======== EXCERPTED PASSAGE

As Democrats in Washington work to deliver on infrastructure spending and other priorities, they’re trying to make progress in large part because of a key event that’s still more than a year away.
That event is the midterm elections on Nov. 8, 2022, when Republicans will aim to take back control of the House and Senate and become a more powerful check on the priorities of President Joe Biden and his fellow Democrats.
“What leaders are thinking about, particularly since we have unified party control, is that these midterm elections are inevitably a referendum on the governing party,” said Sarah Binder, a senior fellow in governance studies at the Brookings Institution and a professor of political science at George Washington University in Washington, D.C.
“In that sense, shrinking time coupled with ‘What is it that Democrats want to run on?’ — it adds pressure on Democrats to get their priorities through the door.”
Time is growing short, Binder said, because party leaders often avoid making their members vote on tough issues in the same calendar year as an election, since that can hurt incumbents in tight races. “Party leaders often think primarily about what they can get done in the first year of a Congress, as opposed to counting on the second year,” she said.
New Child Tax Credit payments — which start July 15, and which many Democrats are working to make permanent — are the type of thing that will play a big role in 2022 campaigns, according to Ed Mills, a Washington policy analyst and managing director at Raymond James.

================
======== EXCERPTED DATA

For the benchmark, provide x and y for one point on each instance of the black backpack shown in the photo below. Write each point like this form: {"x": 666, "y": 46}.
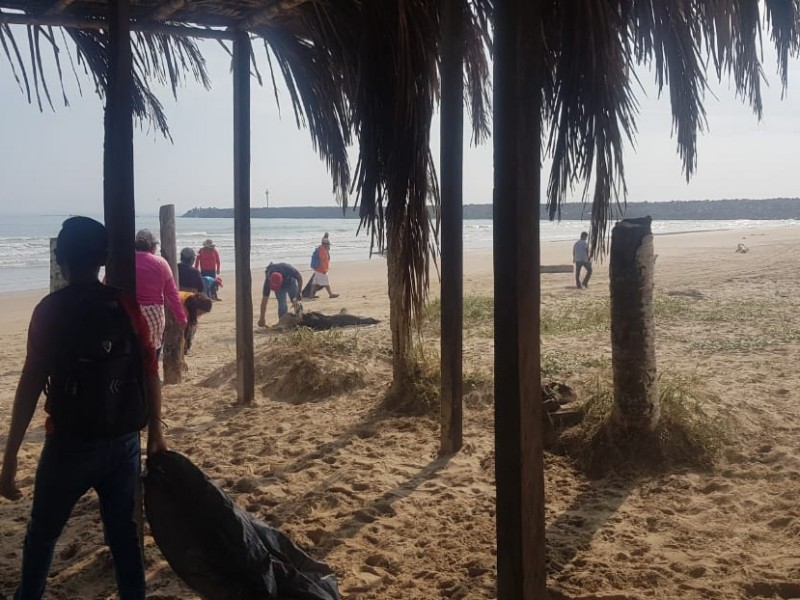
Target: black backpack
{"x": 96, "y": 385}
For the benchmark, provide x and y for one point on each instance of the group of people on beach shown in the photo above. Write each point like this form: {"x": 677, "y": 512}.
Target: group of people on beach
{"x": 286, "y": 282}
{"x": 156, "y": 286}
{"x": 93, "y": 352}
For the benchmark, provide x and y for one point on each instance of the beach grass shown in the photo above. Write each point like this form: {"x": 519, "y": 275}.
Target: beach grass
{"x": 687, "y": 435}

================
======== EXCERPTED DATA

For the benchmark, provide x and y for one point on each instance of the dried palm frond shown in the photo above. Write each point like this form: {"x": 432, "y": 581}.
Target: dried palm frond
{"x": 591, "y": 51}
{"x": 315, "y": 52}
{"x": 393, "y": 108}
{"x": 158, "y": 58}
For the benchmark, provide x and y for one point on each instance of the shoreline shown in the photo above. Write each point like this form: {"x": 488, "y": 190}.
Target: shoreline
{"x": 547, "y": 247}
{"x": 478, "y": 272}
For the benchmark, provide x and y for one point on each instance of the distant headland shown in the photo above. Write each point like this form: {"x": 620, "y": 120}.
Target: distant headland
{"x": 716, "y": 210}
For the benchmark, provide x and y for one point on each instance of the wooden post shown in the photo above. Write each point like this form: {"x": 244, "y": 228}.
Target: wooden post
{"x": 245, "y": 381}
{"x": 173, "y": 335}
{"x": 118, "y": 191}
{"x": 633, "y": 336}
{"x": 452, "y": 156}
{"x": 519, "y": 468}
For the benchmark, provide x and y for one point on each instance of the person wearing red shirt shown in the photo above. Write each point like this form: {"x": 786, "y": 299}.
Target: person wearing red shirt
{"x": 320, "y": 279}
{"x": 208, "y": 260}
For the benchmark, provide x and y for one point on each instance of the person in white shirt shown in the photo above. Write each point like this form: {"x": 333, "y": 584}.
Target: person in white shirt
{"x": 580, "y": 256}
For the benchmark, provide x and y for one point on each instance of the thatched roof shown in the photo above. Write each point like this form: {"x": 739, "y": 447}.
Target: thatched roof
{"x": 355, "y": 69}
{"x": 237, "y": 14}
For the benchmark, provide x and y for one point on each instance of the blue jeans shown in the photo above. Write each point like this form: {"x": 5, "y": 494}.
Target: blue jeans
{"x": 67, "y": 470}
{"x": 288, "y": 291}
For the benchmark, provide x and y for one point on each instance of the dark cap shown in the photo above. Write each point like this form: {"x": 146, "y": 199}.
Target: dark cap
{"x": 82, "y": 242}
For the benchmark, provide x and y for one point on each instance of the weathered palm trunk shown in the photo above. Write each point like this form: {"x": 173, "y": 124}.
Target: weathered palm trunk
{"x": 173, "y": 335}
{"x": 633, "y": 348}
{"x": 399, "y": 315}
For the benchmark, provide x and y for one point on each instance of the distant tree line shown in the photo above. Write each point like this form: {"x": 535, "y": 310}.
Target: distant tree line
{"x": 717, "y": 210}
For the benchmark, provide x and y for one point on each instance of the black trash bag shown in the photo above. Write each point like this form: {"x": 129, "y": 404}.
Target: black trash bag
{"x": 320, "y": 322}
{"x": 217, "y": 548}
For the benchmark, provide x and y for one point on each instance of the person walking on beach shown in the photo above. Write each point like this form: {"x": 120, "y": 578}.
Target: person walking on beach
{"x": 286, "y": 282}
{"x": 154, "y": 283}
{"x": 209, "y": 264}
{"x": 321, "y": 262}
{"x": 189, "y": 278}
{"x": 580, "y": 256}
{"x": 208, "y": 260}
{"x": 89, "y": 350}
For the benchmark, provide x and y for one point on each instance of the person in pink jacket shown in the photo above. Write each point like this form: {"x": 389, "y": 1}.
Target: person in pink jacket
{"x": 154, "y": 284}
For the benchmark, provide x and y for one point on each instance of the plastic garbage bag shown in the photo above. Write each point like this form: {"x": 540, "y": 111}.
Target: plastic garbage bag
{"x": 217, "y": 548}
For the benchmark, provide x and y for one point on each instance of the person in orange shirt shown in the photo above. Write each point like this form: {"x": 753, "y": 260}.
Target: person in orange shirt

================

**EXERCISES TO COMPLETE**
**1)** In the article on the 2022 midterm elections, quote the part starting at "That event is" and ending at "in Washington, D.C.".
**2)** Answer these questions from the article on the 2022 midterm elections:
(a) On what date are the midterm elections held?
(b) At which university is Sarah Binder a professor of political science?
(c) On what date do the new Child Tax Credit payments start?

**TASK-BY-TASK ANSWERS**
**1)**
That event is the midterm elections on Nov. 8, 2022, when Republicans will aim to take back control of the House and Senate and become a more powerful check on the priorities of President Joe Biden and his fellow Democrats.
“What leaders are thinking about, particularly since we have unified party control, is that these midterm elections are inevitably a referendum on the governing party,” said Sarah Binder, a senior fellow in governance studies at the Brookings Institution and a professor of political science at George Washington University in Washington, D.C.

**2)**
(a) Nov. 8, 2022
(b) George Washington University in Washington, D.C.
(c) July 15